** Start of Material for this exercise **

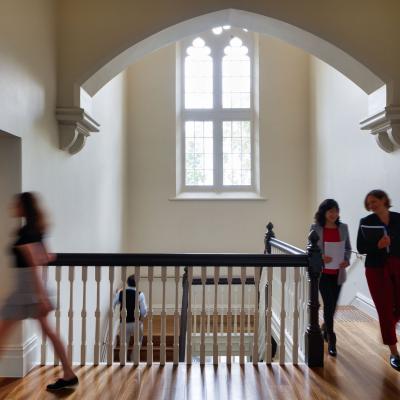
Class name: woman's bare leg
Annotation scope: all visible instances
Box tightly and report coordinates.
[0,319,19,351]
[38,317,75,380]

** End of Material for this exercise **

Aim of the exercise
Express the data above as a CSV with two columns, instruction and coordinates, giving one row per block. Put each field in double quotes, replace line breaks with spaces, and omit the pictures.

Task solution
instruction,coordinates
"Class name: woman's bare leg Annotation scope: all visible instances Box tightly and report coordinates.","[0,319,19,351] [38,317,75,380]"